(Excerpts of bounding box data)
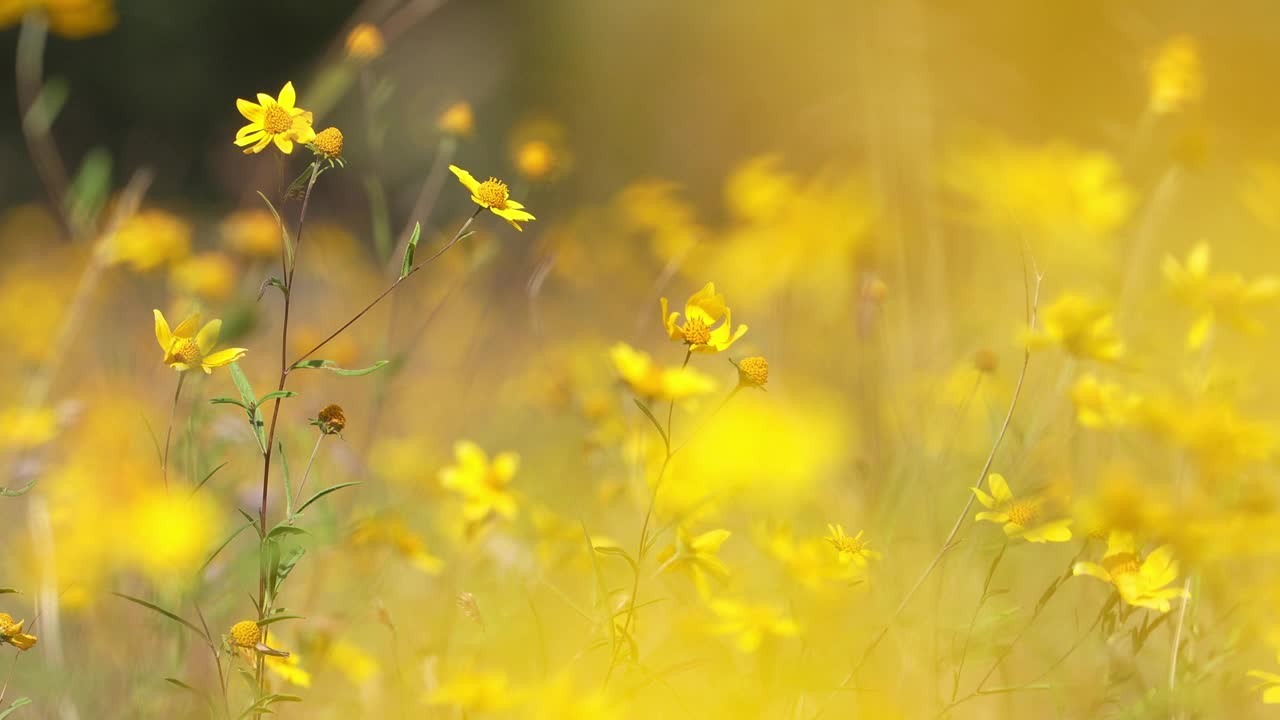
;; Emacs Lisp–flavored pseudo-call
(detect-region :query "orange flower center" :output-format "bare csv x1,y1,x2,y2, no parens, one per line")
681,318,712,345
476,178,511,210
1009,501,1039,528
262,105,293,135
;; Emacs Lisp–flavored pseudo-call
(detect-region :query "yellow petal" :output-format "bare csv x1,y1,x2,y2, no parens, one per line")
196,319,223,356
449,165,480,195
152,310,173,352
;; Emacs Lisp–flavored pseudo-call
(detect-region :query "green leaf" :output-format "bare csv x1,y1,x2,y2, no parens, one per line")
294,480,360,515
293,360,390,375
257,615,306,628
0,697,31,720
196,518,257,575
257,191,293,268
111,592,212,642
401,223,422,278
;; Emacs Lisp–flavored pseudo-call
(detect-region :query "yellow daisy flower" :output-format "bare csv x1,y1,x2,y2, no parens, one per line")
152,310,248,375
449,165,536,232
969,473,1071,542
0,612,36,650
236,82,316,155
1071,530,1190,612
660,282,746,352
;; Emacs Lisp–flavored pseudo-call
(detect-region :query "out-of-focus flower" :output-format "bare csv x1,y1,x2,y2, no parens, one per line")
1071,373,1142,430
659,282,746,352
1071,530,1190,612
736,355,769,389
236,82,316,155
426,670,516,714
1024,293,1125,363
658,527,731,593
609,342,716,401
347,23,387,63
0,0,118,40
100,209,191,273
152,310,248,375
707,598,800,652
822,523,882,568
440,441,520,523
0,407,58,448
449,165,536,231
169,252,237,300
969,473,1071,542
1162,242,1280,350
1148,35,1204,115
311,128,342,160
219,210,282,258
0,612,37,650
436,102,476,135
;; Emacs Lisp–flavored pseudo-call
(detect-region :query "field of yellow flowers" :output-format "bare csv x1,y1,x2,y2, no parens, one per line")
0,0,1280,720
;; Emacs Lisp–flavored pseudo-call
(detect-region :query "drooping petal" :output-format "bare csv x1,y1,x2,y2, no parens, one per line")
152,310,173,354
196,318,223,356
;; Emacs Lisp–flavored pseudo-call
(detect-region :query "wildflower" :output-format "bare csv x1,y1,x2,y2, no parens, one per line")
1071,373,1142,429
969,473,1071,542
436,102,475,135
152,310,248,375
0,612,37,650
219,210,282,258
1024,293,1125,363
823,523,882,568
169,252,238,300
1148,35,1204,115
1162,242,1280,350
347,23,387,63
737,355,769,389
658,527,731,593
449,165,535,231
708,598,800,652
426,670,516,714
312,405,347,436
659,282,746,352
609,342,716,401
101,209,191,273
1071,530,1190,612
311,128,342,160
440,441,520,523
236,82,316,155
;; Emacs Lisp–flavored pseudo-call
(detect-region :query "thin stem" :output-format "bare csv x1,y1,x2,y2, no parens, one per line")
160,372,187,493
813,270,1044,720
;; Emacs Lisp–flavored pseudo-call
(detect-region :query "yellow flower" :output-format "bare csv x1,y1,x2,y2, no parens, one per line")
1071,373,1142,429
609,342,716,401
1149,35,1204,115
219,210,282,258
708,598,800,652
0,612,37,650
823,523,882,568
347,23,387,63
1071,530,1190,612
438,102,475,135
659,282,746,352
152,310,248,375
426,670,516,712
169,252,238,300
440,441,520,523
236,82,316,155
1162,242,1280,350
658,527,731,593
101,209,191,273
449,165,536,231
1024,293,1125,363
969,473,1071,542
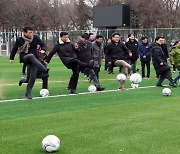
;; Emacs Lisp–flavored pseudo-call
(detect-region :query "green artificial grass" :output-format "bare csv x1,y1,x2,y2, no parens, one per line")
0,57,180,154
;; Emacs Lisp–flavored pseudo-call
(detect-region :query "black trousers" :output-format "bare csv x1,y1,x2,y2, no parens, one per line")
21,77,48,89
126,59,137,75
23,54,47,94
22,64,27,74
94,67,100,80
141,61,150,78
81,68,101,88
157,70,174,85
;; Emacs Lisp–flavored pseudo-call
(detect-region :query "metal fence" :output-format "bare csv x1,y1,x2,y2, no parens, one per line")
0,28,180,56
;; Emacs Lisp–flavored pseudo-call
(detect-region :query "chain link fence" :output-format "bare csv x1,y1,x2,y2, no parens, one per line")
0,28,180,56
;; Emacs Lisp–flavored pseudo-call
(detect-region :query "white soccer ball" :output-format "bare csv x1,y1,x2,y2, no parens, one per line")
130,73,142,84
42,135,60,152
116,73,126,81
39,89,49,97
88,85,97,93
131,83,139,89
162,88,171,96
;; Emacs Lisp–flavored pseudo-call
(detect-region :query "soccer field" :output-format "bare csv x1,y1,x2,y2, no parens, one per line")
0,57,180,154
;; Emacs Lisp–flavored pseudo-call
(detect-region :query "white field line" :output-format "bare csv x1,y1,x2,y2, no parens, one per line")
0,86,156,103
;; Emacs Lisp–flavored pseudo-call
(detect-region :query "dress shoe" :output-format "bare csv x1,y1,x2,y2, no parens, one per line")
19,77,27,86
169,83,176,87
156,84,165,87
69,89,78,94
25,93,32,99
97,87,105,91
118,86,126,90
43,68,50,73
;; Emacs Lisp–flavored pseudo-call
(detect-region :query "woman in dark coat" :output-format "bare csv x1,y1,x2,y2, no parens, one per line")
151,37,176,87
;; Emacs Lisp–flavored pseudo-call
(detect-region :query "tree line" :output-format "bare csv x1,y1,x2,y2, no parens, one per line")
0,0,180,31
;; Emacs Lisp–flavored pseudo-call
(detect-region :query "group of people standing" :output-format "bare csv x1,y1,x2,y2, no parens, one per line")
10,27,180,99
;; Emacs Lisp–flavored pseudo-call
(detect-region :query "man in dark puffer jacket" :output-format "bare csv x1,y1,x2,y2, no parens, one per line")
151,37,176,87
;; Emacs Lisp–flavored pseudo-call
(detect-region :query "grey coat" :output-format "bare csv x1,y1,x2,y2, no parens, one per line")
92,41,103,67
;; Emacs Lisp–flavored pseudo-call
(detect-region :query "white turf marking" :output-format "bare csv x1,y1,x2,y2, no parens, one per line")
0,86,156,103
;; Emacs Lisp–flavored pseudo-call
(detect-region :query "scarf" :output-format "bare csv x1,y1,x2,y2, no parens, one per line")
20,34,34,53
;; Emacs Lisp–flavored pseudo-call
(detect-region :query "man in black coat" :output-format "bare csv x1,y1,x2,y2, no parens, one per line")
125,34,139,75
19,45,49,89
46,32,89,94
10,27,49,99
105,33,136,90
151,37,176,87
76,33,105,91
161,37,169,61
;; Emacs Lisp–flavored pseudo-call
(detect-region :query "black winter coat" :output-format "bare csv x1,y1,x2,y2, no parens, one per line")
161,44,169,59
125,40,139,60
105,41,131,62
151,43,170,75
76,40,93,63
10,35,47,63
46,41,77,68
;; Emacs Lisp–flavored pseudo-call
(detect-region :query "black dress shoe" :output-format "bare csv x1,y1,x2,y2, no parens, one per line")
25,93,32,99
97,87,105,91
19,77,28,86
169,83,176,87
69,89,78,94
44,68,50,73
156,84,165,87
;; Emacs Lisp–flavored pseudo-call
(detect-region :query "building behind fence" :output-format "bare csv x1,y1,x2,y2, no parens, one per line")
0,28,180,56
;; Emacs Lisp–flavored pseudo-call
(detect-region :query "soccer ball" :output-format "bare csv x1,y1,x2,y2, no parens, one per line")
130,73,142,84
88,85,97,93
131,83,139,89
39,89,49,97
42,135,60,152
162,88,171,96
116,73,126,81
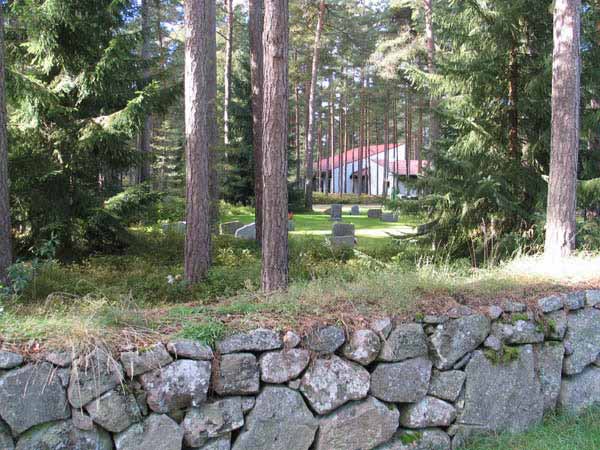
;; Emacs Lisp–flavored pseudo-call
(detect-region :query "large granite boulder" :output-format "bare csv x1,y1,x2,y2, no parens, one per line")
181,397,244,448
15,420,113,450
121,343,173,378
315,397,399,450
217,328,283,355
213,353,260,395
259,348,310,384
342,330,381,366
67,348,124,408
430,314,490,370
371,358,431,403
558,366,600,414
140,359,211,413
0,363,71,434
233,386,319,450
85,389,142,433
457,345,544,433
300,355,370,414
379,323,428,362
111,414,183,450
400,397,456,428
534,342,565,412
563,308,600,375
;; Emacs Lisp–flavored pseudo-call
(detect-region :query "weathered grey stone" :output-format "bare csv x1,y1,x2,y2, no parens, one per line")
558,366,600,414
502,300,527,313
235,222,256,241
167,339,214,361
214,353,260,395
563,308,600,375
0,363,71,434
85,389,142,433
585,289,600,308
111,414,183,450
181,397,244,447
400,397,456,428
0,419,15,450
488,305,504,320
15,420,113,450
379,323,428,362
283,331,302,348
371,317,393,339
534,342,565,412
331,222,355,236
371,358,431,403
259,348,310,384
233,386,318,450
67,348,124,408
564,291,585,311
46,352,73,367
430,314,490,370
381,213,398,222
457,345,544,432
315,397,399,450
303,325,346,354
121,343,173,378
376,428,451,450
219,220,244,236
538,295,563,313
0,350,23,370
217,328,283,355
429,370,466,402
300,355,370,414
140,359,211,413
483,335,502,352
342,330,381,366
544,309,567,341
367,209,383,219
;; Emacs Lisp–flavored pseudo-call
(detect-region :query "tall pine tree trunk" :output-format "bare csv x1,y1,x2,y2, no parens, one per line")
262,0,288,292
223,0,234,145
248,0,264,243
304,0,327,210
138,0,152,183
185,0,216,283
0,4,12,283
544,0,581,260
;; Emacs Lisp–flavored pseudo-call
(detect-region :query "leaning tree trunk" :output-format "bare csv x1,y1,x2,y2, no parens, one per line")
138,0,152,183
223,0,233,145
423,0,440,153
0,8,12,283
248,0,264,244
262,0,288,292
304,0,326,210
185,0,216,283
544,0,581,259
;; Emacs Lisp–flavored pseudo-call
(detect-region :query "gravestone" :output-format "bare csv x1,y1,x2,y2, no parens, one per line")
162,222,185,234
381,213,398,222
331,204,342,221
220,220,244,236
235,223,256,241
367,209,382,219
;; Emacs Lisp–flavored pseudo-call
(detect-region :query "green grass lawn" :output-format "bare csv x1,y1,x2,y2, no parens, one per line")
464,408,600,450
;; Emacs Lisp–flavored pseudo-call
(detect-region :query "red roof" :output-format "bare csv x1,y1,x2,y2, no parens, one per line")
319,142,404,170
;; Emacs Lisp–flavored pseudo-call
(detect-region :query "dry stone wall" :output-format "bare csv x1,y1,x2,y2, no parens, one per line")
0,290,600,450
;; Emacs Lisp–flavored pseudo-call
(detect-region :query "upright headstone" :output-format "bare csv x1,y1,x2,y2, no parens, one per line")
331,203,342,221
367,208,382,219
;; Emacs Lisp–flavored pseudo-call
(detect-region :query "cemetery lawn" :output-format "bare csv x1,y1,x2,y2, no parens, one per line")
0,207,600,353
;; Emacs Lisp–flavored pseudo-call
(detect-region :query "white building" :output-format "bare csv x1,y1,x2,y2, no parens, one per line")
315,143,429,196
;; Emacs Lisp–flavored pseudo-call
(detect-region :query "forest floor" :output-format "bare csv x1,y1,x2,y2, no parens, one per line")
0,209,600,354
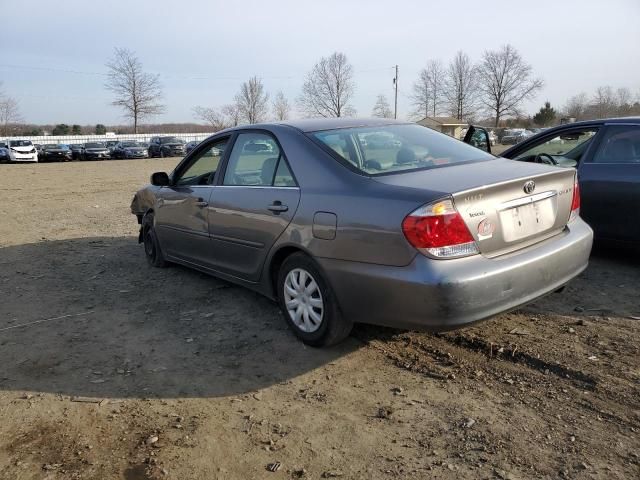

Task description>
Count the lines in the items above that contain the string "fence". Treat uppercase and lowercase as different, and give only the number.

Response to the exercise>
3